(Point localization data)

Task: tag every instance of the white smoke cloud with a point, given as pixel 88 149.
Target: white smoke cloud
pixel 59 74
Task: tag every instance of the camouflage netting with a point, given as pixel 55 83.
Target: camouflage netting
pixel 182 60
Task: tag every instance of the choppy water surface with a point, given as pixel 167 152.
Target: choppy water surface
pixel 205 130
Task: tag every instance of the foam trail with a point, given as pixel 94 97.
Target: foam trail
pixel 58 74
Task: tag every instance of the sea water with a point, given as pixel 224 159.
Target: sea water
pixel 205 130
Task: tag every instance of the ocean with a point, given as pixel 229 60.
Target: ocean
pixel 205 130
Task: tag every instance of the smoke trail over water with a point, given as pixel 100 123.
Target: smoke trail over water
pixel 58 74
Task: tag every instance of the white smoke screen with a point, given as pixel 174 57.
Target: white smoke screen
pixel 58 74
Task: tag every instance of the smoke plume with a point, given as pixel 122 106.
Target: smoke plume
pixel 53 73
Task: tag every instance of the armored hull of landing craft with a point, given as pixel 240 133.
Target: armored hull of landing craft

Task goal:
Give back, unchanged, every line from the one with "Task: tag every instance of the smoke trail" to the end of the entries above.

Reply:
Task: tag every instance of the smoke trail over water with a point, given as pixel 100 123.
Target: smoke trail over water
pixel 58 74
Task: tag every instance of the white smoke screen with a point, given as pixel 174 57.
Target: white smoke screen
pixel 58 74
Task: tag every instance of the smoke plume with a point, given as pixel 122 106.
Target: smoke plume
pixel 53 73
Task: tag every instance of the armored hull of landing craft with a point, given as pixel 240 133.
Target: armored hull of landing craft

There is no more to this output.